### Task brief:
If a line in the data below contains the word "power", copy it out.

━━━━━ Input data

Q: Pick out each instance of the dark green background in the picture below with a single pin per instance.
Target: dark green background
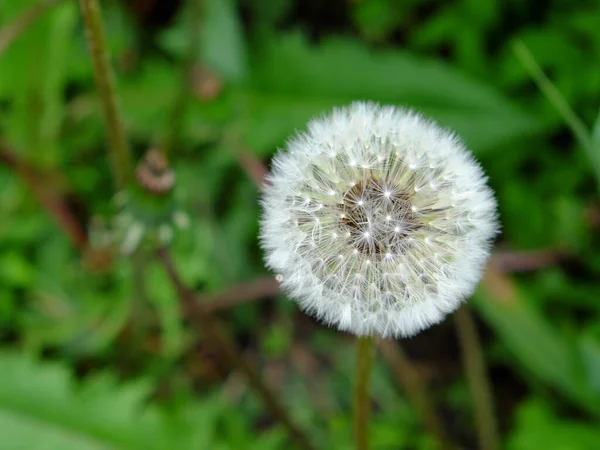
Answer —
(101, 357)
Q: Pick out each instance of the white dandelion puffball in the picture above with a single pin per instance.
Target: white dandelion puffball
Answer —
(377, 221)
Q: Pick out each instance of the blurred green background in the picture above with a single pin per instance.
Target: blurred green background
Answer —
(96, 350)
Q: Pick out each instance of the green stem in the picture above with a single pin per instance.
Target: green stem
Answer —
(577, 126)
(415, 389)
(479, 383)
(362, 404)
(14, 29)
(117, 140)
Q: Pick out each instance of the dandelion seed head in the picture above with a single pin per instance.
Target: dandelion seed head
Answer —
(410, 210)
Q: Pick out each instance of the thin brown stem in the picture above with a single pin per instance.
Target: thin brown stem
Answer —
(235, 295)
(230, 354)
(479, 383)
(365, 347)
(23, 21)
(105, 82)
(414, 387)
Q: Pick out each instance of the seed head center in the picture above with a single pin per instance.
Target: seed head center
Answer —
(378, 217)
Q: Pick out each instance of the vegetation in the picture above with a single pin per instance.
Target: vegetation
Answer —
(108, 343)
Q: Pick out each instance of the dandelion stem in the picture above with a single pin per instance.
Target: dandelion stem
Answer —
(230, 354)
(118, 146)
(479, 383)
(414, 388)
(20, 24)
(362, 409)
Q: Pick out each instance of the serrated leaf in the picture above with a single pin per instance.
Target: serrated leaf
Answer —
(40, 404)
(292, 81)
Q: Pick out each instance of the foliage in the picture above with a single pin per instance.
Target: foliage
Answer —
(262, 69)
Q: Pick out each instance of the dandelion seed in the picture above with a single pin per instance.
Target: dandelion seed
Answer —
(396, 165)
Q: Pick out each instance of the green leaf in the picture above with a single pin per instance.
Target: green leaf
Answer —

━━━━━━━━━━
━━━━━ Input data

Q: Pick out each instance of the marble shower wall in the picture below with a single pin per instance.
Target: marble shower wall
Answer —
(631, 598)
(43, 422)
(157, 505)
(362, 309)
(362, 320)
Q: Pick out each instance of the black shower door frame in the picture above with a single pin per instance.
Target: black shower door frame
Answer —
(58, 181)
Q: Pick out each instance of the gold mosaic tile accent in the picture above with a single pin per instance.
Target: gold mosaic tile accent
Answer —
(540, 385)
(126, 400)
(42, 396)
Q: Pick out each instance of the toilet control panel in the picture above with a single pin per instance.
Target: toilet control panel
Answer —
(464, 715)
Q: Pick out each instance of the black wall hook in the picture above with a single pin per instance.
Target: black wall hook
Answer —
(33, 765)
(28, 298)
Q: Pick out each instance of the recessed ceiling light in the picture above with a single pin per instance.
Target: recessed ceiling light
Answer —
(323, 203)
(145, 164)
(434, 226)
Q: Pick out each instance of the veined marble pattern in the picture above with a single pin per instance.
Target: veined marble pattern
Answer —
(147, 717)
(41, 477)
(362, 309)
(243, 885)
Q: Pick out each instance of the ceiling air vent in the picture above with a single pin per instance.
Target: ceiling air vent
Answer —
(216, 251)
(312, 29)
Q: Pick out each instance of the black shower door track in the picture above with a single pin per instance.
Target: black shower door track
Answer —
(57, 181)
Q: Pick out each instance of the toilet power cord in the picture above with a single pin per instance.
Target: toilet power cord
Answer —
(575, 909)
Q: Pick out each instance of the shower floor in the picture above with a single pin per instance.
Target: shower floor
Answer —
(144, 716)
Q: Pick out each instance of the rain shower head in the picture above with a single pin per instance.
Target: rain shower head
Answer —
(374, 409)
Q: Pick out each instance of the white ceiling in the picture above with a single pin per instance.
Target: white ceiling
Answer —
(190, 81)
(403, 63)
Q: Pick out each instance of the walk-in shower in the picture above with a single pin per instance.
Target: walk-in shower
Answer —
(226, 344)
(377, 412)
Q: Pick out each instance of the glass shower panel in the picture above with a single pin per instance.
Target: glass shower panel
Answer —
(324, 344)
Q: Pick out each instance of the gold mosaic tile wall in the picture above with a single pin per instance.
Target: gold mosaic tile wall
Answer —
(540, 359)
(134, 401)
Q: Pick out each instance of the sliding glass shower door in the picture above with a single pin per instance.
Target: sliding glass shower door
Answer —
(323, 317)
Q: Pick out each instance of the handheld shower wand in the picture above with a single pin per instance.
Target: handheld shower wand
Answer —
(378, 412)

━━━━━━━━━━

### Answer to this problem:
Q: Pick out each instance of the toilet power cord in the picture above with a single pin per instance.
Target: toilet power cord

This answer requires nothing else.